[START]

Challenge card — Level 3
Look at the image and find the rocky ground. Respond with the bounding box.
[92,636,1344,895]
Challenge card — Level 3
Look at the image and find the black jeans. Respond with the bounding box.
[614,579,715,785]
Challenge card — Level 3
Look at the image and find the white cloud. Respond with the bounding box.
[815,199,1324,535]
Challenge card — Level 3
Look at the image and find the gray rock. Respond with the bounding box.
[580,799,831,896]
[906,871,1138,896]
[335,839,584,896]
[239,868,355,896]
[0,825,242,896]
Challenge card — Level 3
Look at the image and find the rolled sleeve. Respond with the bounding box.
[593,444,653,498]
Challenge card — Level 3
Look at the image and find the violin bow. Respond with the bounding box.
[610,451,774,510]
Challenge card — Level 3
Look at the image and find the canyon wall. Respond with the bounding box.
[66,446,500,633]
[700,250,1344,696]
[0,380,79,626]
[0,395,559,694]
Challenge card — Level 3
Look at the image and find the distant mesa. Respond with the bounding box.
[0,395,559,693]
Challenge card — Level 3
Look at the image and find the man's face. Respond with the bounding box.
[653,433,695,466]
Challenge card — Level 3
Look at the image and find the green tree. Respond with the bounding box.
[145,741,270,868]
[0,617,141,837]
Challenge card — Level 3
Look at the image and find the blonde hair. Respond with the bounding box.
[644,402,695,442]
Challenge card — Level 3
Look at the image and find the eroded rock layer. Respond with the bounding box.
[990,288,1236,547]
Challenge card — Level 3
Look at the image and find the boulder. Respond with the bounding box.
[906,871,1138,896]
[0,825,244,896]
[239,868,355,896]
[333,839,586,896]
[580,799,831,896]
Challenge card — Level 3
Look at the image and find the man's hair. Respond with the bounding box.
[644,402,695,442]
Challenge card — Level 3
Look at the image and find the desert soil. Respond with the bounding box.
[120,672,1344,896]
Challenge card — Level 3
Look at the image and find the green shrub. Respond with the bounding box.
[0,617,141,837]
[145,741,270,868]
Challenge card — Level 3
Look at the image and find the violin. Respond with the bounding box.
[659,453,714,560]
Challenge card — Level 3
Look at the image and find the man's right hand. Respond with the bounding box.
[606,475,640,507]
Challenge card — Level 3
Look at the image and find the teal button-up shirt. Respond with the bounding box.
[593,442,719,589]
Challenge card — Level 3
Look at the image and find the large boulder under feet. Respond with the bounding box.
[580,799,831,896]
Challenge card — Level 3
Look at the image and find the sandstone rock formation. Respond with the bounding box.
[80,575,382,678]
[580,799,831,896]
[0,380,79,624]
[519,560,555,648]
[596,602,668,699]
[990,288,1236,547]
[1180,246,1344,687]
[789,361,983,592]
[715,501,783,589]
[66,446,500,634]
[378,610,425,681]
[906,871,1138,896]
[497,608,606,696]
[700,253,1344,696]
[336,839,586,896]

[END]

Rewrite everything from the start of the data down to the line containing "[0,825,242,896]", including both ends and the request lines, and add 60 to every bounding box coordinate in the answers.

SOLVED PROBLEM:
Challenge card — Level 3
Look at the image and find the rocky ground. Respond with the bounding box.
[152,696,1404,955]
Challenge card — Level 3
Look at the image and find the black jeans. Respond with the bounding box.
[674,639,775,845]
Challenge card — Level 3
Look at the image and find the white cloud. Respond with the bounding box.
[875,259,1384,595]
Challenge card — Level 3
Look at the image and find the gray rock. Respond with the bounding box.
[640,859,891,956]
[966,931,1198,956]
[395,899,644,956]
[299,928,415,956]
[60,885,302,956]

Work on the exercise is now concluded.